Text segment –

● ● ● ●

Cen X-3 Analysis¶
In this notebook we’ll analyze an XMM-Newton lightcurve of Cen X-3 taking during orbital phases ≈ 0.37 – 0.82. We’ll use the dipspeaks package to detect and evaluate high-confidence peaks and dips, then perform a detailed comparison.
To get the most out of our tools, we’ll split the lightcurve into two energy bands:
Low energy: 0.2 – 3 keV
High energy: 3 – 10 keV
We’ll process each band separately and then compare the resulting features.
[1]:
#LOAD PACKAGES
import dipspeaks
from dipspeaks import *
If you need help, contact graciela.sanjurjo@ua.es.
Detection¶
The main function is detect_dips_and_peaks. This function will detect and evaluate significant peaks and dips (features) that appear in alightcurve.
We should provide the path to the light curve, a signal to noise in which we desire to rebin it, the indexes of the columns in case is an ascci file and weather we want or not see the plots as the process runs.
Workflow:¶
Detect all peaks and dips
Create synthetic data with the same statistical properties as the original ligt curve
Train autoencoders on syntetich data to get out model to recognize the patters that appear in syntetic data.
Evaluate both the features detected in the light curve and in the syntetic ligh curve
After the evaluation, if in the dataset a feature is flagged as an outlier (controlled via zscore and percentile_error with respect to the syntetic dataset) we will consider it to be a high probability feature. The rate (features/s) of both the synthetic dataset and dataset after the filtering will be compared to evaluate the reliability of the result.
We will obtain:¶
raw detected peaks data frame
raw detected dips data frame
Rebined lightcurve
raw detected peaks on synthetic data
raw detected dips on synthetic data.
If show_plot=True, as the process goes by some plots will be displayed, and finally, the higher probability peaks and dips will be shown.

● ● ● ●

Given entries –
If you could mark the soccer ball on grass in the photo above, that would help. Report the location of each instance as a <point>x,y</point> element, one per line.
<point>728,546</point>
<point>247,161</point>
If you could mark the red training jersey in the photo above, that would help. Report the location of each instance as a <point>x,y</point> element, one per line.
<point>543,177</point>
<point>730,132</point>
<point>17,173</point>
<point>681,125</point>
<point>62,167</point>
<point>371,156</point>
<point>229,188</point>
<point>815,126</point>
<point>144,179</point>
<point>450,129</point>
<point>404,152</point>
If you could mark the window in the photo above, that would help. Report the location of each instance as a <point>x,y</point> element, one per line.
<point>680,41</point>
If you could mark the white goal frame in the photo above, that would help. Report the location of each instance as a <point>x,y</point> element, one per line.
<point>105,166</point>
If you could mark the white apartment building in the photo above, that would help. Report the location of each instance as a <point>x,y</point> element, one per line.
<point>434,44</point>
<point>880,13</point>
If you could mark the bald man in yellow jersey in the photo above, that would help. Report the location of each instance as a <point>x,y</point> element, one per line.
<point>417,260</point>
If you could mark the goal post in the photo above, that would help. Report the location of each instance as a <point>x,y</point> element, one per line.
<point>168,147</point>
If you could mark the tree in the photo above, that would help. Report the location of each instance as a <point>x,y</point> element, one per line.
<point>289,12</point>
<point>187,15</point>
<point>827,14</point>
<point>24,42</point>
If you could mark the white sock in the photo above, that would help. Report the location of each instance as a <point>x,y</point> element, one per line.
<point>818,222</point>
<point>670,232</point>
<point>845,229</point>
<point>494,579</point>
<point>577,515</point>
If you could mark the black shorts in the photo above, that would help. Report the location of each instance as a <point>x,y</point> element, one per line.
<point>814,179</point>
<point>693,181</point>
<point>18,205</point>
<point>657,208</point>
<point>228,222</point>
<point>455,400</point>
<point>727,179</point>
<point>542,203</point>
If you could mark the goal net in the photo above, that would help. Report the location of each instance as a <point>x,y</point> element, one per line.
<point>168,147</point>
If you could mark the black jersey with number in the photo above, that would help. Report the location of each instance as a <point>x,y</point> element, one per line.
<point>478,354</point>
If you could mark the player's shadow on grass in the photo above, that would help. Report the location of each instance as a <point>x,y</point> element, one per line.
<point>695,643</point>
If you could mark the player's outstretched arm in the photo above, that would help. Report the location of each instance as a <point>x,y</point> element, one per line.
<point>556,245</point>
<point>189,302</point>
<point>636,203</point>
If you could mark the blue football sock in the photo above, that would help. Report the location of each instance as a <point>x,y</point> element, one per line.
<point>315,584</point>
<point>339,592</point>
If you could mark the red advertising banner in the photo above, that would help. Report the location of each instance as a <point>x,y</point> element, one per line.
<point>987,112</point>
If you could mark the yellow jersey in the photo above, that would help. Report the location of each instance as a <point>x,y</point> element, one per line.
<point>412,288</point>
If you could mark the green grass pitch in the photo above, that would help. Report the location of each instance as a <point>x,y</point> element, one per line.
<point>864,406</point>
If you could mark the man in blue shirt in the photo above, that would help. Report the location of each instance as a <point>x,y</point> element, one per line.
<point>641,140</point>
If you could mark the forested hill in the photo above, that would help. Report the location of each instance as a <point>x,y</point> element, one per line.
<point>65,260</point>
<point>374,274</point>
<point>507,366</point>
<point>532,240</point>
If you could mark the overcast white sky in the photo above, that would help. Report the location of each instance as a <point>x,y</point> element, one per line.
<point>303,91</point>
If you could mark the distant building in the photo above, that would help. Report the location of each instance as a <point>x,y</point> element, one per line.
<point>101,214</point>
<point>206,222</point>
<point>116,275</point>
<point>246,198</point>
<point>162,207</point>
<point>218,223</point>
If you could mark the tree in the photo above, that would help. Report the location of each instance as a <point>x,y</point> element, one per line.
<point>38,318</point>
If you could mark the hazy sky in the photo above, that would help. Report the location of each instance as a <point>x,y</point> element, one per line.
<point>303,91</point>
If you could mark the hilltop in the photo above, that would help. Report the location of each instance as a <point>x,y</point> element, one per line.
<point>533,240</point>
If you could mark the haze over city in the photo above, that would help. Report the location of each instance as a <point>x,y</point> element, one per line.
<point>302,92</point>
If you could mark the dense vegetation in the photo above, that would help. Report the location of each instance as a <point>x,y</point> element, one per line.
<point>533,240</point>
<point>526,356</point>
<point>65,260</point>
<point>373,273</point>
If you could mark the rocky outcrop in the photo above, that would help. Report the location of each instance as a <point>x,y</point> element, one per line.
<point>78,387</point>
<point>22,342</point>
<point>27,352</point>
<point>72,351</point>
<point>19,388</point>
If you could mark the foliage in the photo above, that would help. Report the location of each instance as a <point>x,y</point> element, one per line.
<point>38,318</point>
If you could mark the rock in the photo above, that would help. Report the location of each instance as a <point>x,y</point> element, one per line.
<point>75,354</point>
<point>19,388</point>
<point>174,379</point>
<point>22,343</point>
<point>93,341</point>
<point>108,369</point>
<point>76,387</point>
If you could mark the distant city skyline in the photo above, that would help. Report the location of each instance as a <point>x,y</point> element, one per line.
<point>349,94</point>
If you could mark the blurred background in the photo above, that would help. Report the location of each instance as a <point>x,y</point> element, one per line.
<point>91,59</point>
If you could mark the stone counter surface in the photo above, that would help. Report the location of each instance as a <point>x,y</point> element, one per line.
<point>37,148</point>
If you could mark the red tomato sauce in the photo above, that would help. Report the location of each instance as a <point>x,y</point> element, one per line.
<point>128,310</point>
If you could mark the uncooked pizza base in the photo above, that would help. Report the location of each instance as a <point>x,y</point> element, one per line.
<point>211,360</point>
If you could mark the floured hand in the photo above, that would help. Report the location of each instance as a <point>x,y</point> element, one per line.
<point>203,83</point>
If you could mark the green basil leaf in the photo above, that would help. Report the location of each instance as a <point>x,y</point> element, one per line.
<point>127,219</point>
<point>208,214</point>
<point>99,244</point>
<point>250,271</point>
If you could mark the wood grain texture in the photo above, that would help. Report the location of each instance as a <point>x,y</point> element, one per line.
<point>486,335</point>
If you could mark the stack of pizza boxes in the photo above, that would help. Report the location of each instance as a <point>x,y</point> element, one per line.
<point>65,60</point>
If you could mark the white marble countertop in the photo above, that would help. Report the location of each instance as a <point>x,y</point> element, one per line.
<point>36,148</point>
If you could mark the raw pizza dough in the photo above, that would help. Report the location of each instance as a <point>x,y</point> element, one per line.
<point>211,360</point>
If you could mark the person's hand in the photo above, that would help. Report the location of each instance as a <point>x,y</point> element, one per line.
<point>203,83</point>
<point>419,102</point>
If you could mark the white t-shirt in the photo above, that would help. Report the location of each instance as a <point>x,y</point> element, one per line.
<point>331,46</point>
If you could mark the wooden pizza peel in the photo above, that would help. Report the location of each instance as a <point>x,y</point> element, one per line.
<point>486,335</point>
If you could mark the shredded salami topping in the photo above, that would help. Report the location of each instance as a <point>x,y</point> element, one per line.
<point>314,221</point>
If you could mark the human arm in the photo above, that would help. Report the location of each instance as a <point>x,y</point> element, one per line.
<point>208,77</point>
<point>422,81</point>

● ● ● ●

Stated task A – In the Cen X-3 notebook, what energy range makes up the high energy band?
Stated task B – Reproduce everything in the Cen X-3 notebook from "Evaluate both the" down to "of the result.".

Output A – 3 – 10 keV

Output B –
Evaluate both the features detected in the light curve and in the syntetic ligh curve
After the evaluation, if in the dataset a feature is flagged as an outlier (controlled via zscore and percentile_error with respect to the syntetic dataset) we will consider it to be a high probability feature. The rate (features/s) of both the synthetic dataset and dataset after the filtering will be compared to evaluate the reliability of the result.